— BEGIN —

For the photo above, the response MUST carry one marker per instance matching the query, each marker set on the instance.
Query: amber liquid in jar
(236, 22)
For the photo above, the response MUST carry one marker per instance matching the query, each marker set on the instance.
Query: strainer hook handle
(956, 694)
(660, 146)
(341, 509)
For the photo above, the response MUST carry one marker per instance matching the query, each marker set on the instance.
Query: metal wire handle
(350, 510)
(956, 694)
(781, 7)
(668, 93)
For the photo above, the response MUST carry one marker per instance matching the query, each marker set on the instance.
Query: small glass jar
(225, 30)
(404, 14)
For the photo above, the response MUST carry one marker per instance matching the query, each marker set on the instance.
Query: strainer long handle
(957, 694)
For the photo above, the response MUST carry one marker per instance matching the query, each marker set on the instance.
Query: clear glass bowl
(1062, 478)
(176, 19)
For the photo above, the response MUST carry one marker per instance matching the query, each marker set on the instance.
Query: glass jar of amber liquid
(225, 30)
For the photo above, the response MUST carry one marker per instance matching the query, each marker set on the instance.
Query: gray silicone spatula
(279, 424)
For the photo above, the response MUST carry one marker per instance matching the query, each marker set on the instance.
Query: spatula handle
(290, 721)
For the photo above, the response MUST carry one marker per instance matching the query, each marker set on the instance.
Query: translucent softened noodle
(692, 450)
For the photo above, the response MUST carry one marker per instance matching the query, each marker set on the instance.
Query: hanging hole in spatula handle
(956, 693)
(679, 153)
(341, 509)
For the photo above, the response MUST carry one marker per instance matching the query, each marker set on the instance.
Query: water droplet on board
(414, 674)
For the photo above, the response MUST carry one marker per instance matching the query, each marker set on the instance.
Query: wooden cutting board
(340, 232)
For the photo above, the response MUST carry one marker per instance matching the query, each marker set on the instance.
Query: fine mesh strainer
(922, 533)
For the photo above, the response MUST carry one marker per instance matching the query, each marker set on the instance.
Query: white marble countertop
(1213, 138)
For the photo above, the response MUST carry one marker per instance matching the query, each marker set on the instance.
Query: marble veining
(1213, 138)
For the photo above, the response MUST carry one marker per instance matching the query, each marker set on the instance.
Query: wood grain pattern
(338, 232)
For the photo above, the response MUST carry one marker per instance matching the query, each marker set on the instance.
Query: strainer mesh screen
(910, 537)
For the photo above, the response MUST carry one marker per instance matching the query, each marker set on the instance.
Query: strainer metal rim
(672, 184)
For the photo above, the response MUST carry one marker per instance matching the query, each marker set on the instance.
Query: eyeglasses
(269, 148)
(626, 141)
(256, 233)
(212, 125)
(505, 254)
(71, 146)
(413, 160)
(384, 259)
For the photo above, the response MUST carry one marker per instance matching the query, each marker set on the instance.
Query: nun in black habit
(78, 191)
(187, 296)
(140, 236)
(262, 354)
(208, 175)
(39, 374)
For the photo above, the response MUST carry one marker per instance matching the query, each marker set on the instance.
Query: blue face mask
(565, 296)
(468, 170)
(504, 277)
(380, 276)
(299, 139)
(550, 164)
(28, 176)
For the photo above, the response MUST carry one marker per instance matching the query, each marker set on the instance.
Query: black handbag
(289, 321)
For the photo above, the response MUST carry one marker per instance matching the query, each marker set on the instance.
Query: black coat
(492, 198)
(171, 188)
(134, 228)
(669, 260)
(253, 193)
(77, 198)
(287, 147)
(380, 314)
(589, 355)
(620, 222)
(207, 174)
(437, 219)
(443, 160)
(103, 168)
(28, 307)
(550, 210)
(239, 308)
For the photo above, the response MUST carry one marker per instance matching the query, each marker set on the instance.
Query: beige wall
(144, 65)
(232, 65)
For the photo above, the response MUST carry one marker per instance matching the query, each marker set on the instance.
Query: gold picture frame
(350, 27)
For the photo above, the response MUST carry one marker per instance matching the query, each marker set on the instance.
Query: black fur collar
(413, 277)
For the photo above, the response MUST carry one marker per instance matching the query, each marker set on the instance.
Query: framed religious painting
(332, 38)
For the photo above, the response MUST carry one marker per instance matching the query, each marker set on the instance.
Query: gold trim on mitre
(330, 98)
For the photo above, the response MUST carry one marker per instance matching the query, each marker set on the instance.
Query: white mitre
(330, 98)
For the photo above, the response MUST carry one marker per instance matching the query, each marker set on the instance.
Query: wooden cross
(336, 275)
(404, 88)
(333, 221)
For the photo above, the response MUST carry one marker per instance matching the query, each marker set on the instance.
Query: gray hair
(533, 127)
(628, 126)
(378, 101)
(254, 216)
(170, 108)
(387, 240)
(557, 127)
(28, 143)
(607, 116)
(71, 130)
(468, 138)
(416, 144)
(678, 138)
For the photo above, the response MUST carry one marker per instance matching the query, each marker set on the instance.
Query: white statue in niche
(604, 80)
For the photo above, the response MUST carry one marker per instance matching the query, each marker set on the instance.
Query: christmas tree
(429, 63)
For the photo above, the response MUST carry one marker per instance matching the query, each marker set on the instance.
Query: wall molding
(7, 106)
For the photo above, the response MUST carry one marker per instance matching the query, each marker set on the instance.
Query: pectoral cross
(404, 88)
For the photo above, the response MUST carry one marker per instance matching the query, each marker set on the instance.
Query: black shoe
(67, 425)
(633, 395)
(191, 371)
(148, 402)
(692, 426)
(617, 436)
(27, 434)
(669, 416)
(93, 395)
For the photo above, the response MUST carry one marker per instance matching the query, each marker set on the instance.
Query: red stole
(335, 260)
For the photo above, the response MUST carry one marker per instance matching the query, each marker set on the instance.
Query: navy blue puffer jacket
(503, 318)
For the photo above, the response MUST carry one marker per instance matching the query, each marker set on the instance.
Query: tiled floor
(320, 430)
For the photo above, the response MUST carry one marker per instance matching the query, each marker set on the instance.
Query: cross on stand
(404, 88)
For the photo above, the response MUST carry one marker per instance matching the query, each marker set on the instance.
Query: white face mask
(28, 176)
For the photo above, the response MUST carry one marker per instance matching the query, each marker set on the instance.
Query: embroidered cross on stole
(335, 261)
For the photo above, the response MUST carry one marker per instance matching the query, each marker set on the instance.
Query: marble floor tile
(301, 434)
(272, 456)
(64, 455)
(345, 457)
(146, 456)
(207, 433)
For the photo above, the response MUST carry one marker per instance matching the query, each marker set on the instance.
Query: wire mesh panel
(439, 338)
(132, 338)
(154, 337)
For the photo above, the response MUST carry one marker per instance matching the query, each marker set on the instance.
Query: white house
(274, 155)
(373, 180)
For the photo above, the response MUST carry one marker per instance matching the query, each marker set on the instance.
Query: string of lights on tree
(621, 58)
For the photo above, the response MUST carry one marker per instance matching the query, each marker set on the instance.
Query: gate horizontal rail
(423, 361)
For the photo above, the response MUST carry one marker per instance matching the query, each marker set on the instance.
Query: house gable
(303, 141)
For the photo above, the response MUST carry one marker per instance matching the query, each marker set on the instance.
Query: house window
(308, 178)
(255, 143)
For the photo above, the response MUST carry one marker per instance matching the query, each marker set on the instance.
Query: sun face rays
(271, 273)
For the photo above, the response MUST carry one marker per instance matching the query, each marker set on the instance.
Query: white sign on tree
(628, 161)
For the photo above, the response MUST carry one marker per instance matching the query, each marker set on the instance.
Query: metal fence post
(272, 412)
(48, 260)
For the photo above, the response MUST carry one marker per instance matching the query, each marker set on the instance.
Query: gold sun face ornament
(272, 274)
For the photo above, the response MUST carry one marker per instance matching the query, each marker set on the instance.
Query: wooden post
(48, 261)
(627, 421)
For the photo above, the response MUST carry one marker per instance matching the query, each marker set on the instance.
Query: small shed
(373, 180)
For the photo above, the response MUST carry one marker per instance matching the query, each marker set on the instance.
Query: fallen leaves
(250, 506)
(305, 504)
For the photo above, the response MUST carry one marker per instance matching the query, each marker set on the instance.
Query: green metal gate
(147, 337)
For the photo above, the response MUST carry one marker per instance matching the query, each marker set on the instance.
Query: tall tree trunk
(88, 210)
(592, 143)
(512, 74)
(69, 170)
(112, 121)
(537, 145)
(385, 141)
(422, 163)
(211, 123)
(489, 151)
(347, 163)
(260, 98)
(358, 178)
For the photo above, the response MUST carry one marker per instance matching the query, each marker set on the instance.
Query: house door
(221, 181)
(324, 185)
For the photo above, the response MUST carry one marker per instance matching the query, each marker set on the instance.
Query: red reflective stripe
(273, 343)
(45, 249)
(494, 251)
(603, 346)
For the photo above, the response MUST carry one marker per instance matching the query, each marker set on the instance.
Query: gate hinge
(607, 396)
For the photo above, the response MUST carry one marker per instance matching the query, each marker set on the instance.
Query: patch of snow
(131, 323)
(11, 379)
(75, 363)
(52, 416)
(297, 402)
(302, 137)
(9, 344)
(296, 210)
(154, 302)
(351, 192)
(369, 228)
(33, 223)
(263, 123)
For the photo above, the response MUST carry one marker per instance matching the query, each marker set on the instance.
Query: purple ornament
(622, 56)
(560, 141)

— END —

■ Exercise task: Locate every line in the items above that contains the word "face", and copy each such line in full.

■ Solution below:
Query: blue face mask
Query: white face mask
Query: sun face rays
Query: gold sun face ornament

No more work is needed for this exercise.